(Excerpt)
*** Block opens ***
My name is Joye. I am a sophomore at the University of Melbourne, studying Computing and Software Systems. Over the past few months I have been an AIGC R&D intern at Tezign in Shanghai, mainly working on Atypica — a multi-agent system for business research.

I have recently been looking for new opportunities and have interviewed at close to 10 companies, all AI startups and overseas startups, with roles focused on Agent development and LLM application engineering. Looking back after all those interviews, I realized that interview experiences for this direction are still quite scarce on the Chinese internet — unlike frontend or backend, where there is a systematic set of “eight-part essays” to grind through. Agent development interviews feel more like a deep conversation about “whether you truly understand what you are building.”

So I am writing this article partly to organize and reflect on my own interview notes, and partly to offer some reference for others exploring this same direction.

But I want to say one thing first: this article is not just for people preparing for interviews; it is equally for those who are learning Agent development and building their own Agent projects.

Why? Because there is a fundamental difference between Agent interview questions and frontend “eight-part essays” — you might never use the frontend trivia you memorized, but the questions asked in Agent interviews are real design decisions you genuinely need to consider while building projects. “What do you do when context overflows?” is not an interview question; it is an engineering problem your Agent will definitely hit on its 20th turn of conversation. “How do you prevent an LLM from misusing tools?” is not an interviewer trying to stump you; it is the bug report you will receive in the first week after deploying to production.

Think about it from another angle: if you have already taken context engineering seriously, built robust safeguards for tool-calling, and thought through prompt-injection defenses in your own project — then these are not “questions to prepare for,” but real battle stories you can tell naturally. That is what truly earns you bonus points. Going forward, I will carry these questions with me into every new project I build.


What Agent Role Interviews Actually Test#

Differences from Traditional Development Interviews#

After so many rounds, my biggest feeling is this: Agent development interviews almost never have “standard answers.”

In a traditional frontend interview you can memorize closures, the event loop, and virtual DOM diff algorithms, and that gets you 70–80% of the way there. But the Agent direction is different. Many of the questions interviewers ask are open-ended. They are not testing what you remember; they are testing what you have been through. “What do you do when your Agent gets stuck in an infinite loop?” — someone who has not stepped in that puddle simply cannot make up a convincing answer.

From what I have observed, interviewers care about three layers:

  1. Can you use it? — Have you used LangChain? How did you set up RAG? How did you design your MCP server?
  2. Do you understand why it was designed this way? — Why do structured prompts work better? Why do memory hierarchies matter? Why did you choose the Vercel AI SDK?
*** Block closes ***
(Entries shown)
*** Block opens ***
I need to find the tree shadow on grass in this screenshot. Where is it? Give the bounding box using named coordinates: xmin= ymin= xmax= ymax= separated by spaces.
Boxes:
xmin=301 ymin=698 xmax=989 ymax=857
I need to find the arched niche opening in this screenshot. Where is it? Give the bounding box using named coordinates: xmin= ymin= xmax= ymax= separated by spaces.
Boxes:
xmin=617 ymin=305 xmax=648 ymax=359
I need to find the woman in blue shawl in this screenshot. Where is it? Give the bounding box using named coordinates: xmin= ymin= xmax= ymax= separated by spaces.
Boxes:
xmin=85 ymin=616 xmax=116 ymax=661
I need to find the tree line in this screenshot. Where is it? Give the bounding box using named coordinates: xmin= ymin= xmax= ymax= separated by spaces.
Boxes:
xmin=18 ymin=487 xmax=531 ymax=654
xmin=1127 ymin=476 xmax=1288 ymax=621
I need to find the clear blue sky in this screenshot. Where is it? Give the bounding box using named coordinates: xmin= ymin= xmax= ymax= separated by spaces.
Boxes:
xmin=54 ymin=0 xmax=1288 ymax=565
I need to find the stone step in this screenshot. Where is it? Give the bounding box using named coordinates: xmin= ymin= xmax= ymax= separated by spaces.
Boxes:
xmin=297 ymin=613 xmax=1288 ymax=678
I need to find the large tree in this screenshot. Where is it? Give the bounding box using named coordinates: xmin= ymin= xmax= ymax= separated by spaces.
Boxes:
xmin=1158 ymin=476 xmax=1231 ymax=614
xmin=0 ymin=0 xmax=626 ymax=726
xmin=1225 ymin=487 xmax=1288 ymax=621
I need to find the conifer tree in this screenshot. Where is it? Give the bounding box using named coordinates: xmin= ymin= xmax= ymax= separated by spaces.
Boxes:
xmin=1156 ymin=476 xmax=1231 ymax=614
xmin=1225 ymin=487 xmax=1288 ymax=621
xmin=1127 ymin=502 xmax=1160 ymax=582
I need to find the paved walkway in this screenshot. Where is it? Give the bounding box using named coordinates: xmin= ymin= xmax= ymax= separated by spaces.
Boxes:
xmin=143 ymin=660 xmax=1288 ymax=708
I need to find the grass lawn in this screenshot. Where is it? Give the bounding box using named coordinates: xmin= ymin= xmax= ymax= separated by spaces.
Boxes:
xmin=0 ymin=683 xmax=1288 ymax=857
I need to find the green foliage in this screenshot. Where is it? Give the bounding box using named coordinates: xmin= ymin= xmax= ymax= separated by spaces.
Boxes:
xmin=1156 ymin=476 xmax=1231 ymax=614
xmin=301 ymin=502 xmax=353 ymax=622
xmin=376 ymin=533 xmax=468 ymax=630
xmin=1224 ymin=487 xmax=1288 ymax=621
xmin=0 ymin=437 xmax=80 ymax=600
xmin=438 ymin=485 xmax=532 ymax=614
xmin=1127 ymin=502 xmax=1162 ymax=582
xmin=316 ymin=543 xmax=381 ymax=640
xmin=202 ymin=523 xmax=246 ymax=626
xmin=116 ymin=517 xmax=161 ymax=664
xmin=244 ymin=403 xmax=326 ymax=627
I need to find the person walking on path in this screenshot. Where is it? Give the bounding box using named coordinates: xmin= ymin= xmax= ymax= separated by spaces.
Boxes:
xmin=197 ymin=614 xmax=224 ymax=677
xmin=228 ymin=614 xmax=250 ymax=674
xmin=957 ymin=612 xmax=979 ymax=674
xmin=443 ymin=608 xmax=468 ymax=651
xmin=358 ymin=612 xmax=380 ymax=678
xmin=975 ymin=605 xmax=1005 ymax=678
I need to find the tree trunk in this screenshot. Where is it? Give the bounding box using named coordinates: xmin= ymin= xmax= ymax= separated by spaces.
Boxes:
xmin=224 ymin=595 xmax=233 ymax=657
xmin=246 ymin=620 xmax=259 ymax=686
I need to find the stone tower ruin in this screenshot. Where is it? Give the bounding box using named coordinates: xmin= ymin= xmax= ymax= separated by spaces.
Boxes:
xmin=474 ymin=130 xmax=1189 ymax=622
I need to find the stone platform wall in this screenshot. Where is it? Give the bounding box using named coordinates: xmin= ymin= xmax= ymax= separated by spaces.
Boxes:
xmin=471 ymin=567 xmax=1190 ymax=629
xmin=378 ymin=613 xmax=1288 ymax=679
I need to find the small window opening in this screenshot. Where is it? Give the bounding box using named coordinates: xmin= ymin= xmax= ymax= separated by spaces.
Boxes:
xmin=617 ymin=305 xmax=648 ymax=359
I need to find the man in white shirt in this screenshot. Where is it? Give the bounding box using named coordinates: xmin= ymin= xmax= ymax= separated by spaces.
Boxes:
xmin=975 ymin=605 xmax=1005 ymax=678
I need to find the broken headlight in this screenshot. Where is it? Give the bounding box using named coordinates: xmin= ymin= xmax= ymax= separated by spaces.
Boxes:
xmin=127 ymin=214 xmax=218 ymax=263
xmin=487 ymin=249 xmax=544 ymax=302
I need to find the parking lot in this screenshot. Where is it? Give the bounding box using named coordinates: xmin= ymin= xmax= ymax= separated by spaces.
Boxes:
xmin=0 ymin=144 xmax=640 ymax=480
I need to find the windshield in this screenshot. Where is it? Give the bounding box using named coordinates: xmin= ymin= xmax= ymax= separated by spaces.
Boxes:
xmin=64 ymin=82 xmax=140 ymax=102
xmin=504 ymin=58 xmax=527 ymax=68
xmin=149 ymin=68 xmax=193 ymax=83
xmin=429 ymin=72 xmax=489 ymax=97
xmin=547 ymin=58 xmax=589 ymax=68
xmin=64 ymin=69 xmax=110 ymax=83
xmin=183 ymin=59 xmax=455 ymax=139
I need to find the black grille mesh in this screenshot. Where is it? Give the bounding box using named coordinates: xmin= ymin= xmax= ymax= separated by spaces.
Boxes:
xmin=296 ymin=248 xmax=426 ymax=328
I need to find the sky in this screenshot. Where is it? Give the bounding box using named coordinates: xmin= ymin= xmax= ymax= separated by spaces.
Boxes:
*** Block closes ***
(Task set)
[1] List the topics that, according to the excerpt on Agent development interviews, you can memorize for a traditional frontend interview.
[2] Please reproduce the part of the excerpt on Agent development interviews between "But I want to" and "deploying to production.", inclusive.

(Answer section)
[1]
- Closures
- The event loop
- Virtual DOM diff algorithms

[2]
But I want to say one thing first: this article is not just for people preparing for interviews; it is equally for those who are learning Agent development and building their own Agent projects.

Why? Because there is a fundamental difference between Agent interview questions and frontend “eight-part essays” — you might never use the frontend trivia you memorized, but the questions asked in Agent interviews are real design decisions you genuinely need to consider while building projects. “What do you do when context overflows?” is not an interview question; it is an engineering problem your Agent will definitely hit on its 20th turn of conversation. “How do you prevent an LLM from misusing tools?” is not an interviewer trying to stump you; it is the bug report you will receive in the first week after deploying to production.